§ Problems and tasks
1/ In the passage on being part of the team, list each thing the disliked boss is said to have worn or driven.
2/ Pick up the passage on being part of the team, not above it, and carry it on from its final sentence.

---------- Given passage

Being Part of the Team, Not Above the Team

This morning while I was driving to work I was listening to the Colin Cowherd podcast.  During his show he was talking about some of the different companies that he’s worked for over the years.  He said that throughout the course of his career he’s worked for five large corporations (Fox, Disney/ESPN, etc.).  At four of the companies he really appreciated upper management and thought that they did a great job.  However, the boss at one of the companies was not great to work for and was disliked by many.

So what made this particular boss so bad to work for?  According to Cowherd he wasn’t really a part of the team.  While everyone who worked there generally wore business casual attire without ties, the boss always wore a $4,000 suit and tie, and pulled up to work in his immaculate Mercedes; he made it a point to be “above” them.

--------------------
---------- Extracted records

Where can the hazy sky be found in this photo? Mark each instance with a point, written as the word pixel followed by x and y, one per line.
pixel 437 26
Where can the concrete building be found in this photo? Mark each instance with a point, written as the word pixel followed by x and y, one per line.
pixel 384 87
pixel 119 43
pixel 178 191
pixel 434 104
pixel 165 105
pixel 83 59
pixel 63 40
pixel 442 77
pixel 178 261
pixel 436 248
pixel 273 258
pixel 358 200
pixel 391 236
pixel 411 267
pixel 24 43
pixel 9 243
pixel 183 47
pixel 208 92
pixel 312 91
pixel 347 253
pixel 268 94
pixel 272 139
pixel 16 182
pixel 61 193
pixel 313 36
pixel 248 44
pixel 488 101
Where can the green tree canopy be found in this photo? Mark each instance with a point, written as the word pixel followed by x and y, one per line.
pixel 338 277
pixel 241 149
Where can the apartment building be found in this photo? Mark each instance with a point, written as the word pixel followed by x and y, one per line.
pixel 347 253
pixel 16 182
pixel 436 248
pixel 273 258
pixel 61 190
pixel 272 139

--------------------

§ Answers in order
1/ A $4,000 suit, a tie, and an immaculate Mercedes.

2/
Cowherd said that one day the company decided to resurface the parking lot, so the boss sent out a memo to everyone asking them to park in the nearby neighborhood for the next several days, and to avoid the parking lot.  A day or two later, while walking from his car parked on the street in the nearby neighborhood to the office building, Cowherd noticed one car parked in the temporary closed lot, which had not yet been re-cleared for parking.  You guessed it, the car was that immaculate Mercedes owned by the big boss.  At the moment, Cowherd said, the boss lost all kinds of credibility and respect from him and his other co-workers.  They already didn’t like him, but that event epitomized why nobody liked working for him.

Cowherd contrasted that boss with other bosses/CEO’s he’s worked for.  The good one’s knew his name, spend the time to talk to him, and even asked for his opinion on various aspects of the company.  They often dressed liked their team members, and wouldn’t necessarily be picked out of the crowd as “the big boss.”  In short, they were a part of the team, not above the team.  If you’re in a position of management, take the time to evaluate how you come across to the rest of your team.  Are you a part of the team, or have you set yourself to be “above” the team?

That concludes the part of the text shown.